## RAW DATA
━━━━━━━━━━━━━━━━
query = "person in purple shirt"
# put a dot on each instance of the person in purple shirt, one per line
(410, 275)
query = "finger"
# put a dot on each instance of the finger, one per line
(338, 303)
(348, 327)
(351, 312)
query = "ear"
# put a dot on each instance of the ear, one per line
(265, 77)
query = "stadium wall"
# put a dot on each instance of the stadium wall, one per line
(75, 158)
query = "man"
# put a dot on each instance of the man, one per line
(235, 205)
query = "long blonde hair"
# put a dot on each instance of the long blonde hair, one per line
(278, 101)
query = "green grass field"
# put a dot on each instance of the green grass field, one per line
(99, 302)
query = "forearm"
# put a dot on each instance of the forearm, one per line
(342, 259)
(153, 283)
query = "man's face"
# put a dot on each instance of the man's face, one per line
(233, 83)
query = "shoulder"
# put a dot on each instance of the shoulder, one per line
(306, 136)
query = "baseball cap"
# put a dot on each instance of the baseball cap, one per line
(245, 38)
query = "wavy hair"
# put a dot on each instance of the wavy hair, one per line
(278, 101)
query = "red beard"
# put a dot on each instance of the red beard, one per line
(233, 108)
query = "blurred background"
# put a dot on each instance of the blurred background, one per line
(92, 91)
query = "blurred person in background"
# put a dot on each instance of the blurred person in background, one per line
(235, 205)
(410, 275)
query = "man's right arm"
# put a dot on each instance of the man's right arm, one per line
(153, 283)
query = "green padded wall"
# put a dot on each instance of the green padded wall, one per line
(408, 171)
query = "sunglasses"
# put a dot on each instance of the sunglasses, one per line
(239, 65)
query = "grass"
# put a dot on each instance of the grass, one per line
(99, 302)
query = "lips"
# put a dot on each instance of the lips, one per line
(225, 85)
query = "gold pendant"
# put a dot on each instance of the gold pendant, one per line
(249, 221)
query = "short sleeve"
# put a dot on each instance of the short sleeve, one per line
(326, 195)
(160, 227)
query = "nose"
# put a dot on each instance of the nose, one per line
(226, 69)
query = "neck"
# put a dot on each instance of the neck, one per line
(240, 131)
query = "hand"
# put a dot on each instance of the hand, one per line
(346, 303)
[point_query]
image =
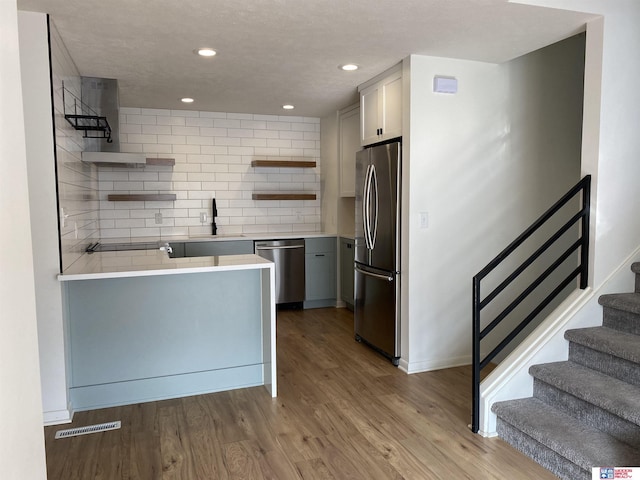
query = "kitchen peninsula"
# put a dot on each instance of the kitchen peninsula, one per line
(142, 326)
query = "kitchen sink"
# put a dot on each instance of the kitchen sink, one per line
(117, 247)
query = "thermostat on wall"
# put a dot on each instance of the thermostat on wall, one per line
(445, 84)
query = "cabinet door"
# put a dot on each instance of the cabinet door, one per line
(346, 271)
(349, 131)
(369, 115)
(320, 276)
(392, 107)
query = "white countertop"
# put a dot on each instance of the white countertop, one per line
(141, 263)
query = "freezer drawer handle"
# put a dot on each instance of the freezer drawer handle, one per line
(389, 278)
(279, 248)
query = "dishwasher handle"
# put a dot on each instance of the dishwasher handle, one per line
(281, 247)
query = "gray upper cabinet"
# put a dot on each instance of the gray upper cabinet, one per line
(381, 108)
(320, 272)
(349, 144)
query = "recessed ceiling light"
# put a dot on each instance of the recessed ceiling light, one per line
(205, 52)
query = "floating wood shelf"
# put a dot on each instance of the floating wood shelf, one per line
(284, 163)
(141, 197)
(284, 196)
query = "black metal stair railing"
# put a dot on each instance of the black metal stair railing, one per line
(479, 303)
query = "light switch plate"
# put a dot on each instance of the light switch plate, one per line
(424, 220)
(445, 84)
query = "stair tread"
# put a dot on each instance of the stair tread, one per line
(607, 340)
(628, 302)
(608, 393)
(586, 447)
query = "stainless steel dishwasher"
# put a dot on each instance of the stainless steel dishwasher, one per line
(288, 255)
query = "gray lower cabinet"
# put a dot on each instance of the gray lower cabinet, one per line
(206, 249)
(346, 271)
(320, 272)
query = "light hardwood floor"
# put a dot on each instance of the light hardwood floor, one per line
(343, 412)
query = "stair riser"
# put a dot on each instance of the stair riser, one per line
(622, 321)
(540, 453)
(587, 413)
(605, 363)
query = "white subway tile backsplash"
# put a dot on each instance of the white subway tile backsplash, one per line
(213, 115)
(227, 123)
(198, 140)
(129, 111)
(168, 120)
(154, 111)
(152, 129)
(156, 148)
(186, 148)
(141, 119)
(130, 128)
(131, 147)
(177, 130)
(199, 122)
(213, 153)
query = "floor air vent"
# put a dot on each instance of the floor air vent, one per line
(74, 432)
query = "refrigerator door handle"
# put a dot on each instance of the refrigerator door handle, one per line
(366, 210)
(373, 232)
(388, 278)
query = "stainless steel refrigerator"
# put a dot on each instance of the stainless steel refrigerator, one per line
(377, 249)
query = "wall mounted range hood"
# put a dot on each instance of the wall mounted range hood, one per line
(101, 96)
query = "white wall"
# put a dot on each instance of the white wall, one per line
(612, 119)
(22, 442)
(36, 87)
(610, 152)
(483, 166)
(213, 153)
(77, 181)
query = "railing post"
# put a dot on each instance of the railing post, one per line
(475, 416)
(584, 248)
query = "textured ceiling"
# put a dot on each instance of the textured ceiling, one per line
(272, 52)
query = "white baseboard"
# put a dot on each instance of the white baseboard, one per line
(57, 417)
(439, 364)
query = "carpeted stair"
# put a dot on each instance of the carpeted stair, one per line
(584, 412)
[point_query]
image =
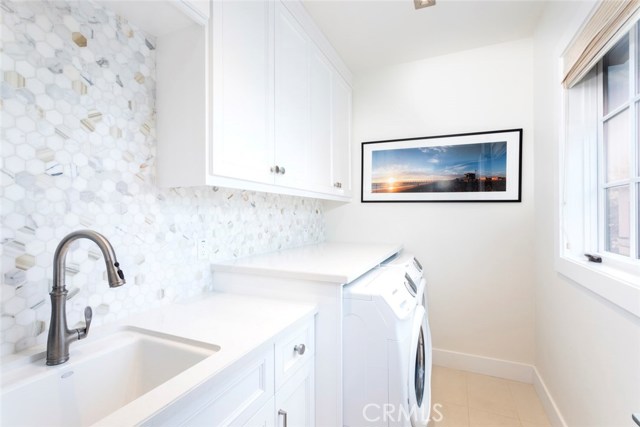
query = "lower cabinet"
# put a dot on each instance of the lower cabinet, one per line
(271, 387)
(295, 400)
(263, 418)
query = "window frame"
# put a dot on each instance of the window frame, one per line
(617, 279)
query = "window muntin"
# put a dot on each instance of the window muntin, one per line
(616, 237)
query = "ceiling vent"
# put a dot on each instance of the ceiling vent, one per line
(419, 4)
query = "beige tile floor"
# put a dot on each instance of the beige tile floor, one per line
(473, 400)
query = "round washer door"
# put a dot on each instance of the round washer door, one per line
(419, 380)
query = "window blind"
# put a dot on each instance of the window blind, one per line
(610, 20)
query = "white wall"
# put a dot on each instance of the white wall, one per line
(478, 256)
(587, 350)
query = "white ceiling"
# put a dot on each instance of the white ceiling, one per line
━━━━━━━━━━━━━━━━
## PROBLEM
Return each line above that contains the word "green".

## ANSWER TO THIS PROBLEM
query = "green grass field"
# put a dot on each instance of the green grass field, one per line
query = "green padded wall"
# put a dot on each instance of the green padded wall, one per line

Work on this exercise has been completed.